**Exercise instructions:**
**A)** Pull out the passage of the TACO dataset page from "TACO dataset: Exploratie" to "for a revolution.", word for word.
**B)** Translate this sentence from the TACO dataset page into Spanish: "We believe AI has an important role to play."

TACO dataset: Exploratie - Machine Learning Cursussen

Probleemstelling¶

Humans have been trashing planet Earth from the bottom of Mariana trench to Mount Everest. Every minute, at least 15 tonnes of plastic waste leak into the ocean, that is equivalent to the capacity of one garbage truck. We have all seen the impact of this behaviour to wildlife on images of turtles choking on plastic bags and birds filled with bottle caps. Recent studies have also found microplastics in human stools. These should be kept in the recycling chain not in our food chain. It is time for a revolution.
We believe AI has an important role to play. Think of drones surveying trash, robots picking up litter, anti-littering video surveillance and AR to educate and help humans to separate trash. That is our vision. All of this is now possible with the recent advances of deep learning. ...

Object pointing dataset rows:

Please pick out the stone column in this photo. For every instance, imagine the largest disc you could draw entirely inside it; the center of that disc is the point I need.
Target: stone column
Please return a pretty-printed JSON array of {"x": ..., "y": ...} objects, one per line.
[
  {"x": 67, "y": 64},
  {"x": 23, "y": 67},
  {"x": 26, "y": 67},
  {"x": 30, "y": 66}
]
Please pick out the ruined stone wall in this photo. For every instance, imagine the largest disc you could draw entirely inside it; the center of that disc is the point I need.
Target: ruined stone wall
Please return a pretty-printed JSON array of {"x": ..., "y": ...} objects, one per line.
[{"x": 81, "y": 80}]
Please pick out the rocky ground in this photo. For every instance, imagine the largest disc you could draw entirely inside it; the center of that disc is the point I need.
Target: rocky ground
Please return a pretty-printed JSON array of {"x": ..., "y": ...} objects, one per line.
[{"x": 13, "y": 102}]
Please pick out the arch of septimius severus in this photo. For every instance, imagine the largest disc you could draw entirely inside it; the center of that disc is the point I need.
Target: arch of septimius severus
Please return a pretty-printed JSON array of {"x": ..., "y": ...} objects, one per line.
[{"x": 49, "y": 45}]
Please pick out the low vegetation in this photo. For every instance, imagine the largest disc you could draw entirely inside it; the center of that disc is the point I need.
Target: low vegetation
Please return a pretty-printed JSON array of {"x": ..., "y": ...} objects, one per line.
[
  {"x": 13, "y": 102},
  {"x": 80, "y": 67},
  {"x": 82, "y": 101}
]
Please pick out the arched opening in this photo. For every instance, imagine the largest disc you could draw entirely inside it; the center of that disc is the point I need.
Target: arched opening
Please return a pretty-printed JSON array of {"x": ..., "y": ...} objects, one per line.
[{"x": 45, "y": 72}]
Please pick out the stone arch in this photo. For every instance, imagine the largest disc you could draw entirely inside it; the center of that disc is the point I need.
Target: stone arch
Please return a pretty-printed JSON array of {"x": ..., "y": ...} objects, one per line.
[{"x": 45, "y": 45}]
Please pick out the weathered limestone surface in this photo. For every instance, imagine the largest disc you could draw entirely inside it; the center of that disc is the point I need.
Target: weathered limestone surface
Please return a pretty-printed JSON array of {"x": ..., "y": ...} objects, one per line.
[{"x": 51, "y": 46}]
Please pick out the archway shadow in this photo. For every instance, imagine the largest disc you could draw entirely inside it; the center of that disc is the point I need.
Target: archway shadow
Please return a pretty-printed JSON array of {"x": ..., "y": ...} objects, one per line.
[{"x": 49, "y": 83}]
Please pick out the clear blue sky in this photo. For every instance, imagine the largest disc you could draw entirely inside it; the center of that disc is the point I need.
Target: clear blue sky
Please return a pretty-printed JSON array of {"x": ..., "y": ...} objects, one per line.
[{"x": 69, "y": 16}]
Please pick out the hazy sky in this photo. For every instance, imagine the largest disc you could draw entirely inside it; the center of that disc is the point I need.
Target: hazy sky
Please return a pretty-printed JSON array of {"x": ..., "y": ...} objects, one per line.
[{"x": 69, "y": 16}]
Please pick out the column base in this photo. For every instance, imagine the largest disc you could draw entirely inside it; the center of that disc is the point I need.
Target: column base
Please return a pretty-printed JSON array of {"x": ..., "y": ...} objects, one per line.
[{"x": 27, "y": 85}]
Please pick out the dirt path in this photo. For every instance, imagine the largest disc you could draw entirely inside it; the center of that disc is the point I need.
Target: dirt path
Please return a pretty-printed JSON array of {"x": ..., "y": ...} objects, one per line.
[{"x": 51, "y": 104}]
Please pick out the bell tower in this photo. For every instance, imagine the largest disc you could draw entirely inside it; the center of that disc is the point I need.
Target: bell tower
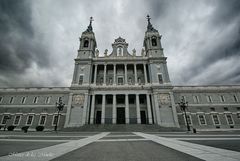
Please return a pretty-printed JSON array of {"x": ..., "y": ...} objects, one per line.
[
  {"x": 83, "y": 62},
  {"x": 88, "y": 43},
  {"x": 152, "y": 41}
]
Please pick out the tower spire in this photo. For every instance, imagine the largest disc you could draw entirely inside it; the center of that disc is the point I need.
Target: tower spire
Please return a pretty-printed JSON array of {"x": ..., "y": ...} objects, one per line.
[
  {"x": 150, "y": 27},
  {"x": 89, "y": 29}
]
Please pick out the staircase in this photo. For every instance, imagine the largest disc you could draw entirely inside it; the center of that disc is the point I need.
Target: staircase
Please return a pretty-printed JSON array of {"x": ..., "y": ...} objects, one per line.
[{"x": 122, "y": 128}]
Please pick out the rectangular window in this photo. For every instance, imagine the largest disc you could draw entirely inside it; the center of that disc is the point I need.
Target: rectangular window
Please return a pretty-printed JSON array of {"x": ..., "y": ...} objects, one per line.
[
  {"x": 120, "y": 100},
  {"x": 29, "y": 120},
  {"x": 215, "y": 119},
  {"x": 42, "y": 120},
  {"x": 189, "y": 120},
  {"x": 101, "y": 81},
  {"x": 212, "y": 109},
  {"x": 202, "y": 120},
  {"x": 234, "y": 97},
  {"x": 47, "y": 101},
  {"x": 131, "y": 100},
  {"x": 120, "y": 80},
  {"x": 35, "y": 99},
  {"x": 229, "y": 119},
  {"x": 59, "y": 99},
  {"x": 130, "y": 81},
  {"x": 23, "y": 100},
  {"x": 160, "y": 79},
  {"x": 55, "y": 120},
  {"x": 222, "y": 98},
  {"x": 184, "y": 98},
  {"x": 109, "y": 100},
  {"x": 209, "y": 99},
  {"x": 80, "y": 80},
  {"x": 11, "y": 100},
  {"x": 5, "y": 118},
  {"x": 17, "y": 119},
  {"x": 195, "y": 99},
  {"x": 139, "y": 80}
]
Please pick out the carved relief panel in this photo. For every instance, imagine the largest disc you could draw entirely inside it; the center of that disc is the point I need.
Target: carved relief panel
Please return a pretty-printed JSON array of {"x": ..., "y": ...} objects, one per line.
[
  {"x": 78, "y": 99},
  {"x": 164, "y": 98}
]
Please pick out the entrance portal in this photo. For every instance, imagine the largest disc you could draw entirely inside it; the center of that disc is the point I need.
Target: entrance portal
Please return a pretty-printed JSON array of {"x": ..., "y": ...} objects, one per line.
[
  {"x": 98, "y": 117},
  {"x": 121, "y": 115},
  {"x": 143, "y": 117}
]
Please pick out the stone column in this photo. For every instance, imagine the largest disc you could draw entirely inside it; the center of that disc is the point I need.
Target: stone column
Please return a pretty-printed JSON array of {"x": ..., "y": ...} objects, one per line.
[
  {"x": 85, "y": 108},
  {"x": 114, "y": 74},
  {"x": 138, "y": 109},
  {"x": 92, "y": 109},
  {"x": 145, "y": 73},
  {"x": 149, "y": 109},
  {"x": 68, "y": 110},
  {"x": 127, "y": 108},
  {"x": 104, "y": 74},
  {"x": 95, "y": 74},
  {"x": 103, "y": 109},
  {"x": 135, "y": 74},
  {"x": 114, "y": 110},
  {"x": 156, "y": 107},
  {"x": 125, "y": 67}
]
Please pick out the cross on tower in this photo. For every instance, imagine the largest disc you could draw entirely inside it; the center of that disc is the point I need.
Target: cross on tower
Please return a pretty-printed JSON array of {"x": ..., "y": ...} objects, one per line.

**Solution set:**
**A)**
TACO dataset: Exploratie - Machine Learning Cursussen

Probleemstelling¶

Humans have been trashing planet Earth from the bottom of Mariana trench to Mount Everest. Every minute, at least 15 tonnes of plastic waste leak into the ocean, that is equivalent to the capacity of one garbage truck. We have all seen the impact of this behaviour to wildlife on images of turtles choking on plastic bags and birds filled with bottle caps. Recent studies have also found microplastics in human stools. These should be kept in the recycling chain not in our food chain. It is time for a revolution.

**B)** Creemos que la IA tiene un papel importante que desempeñar.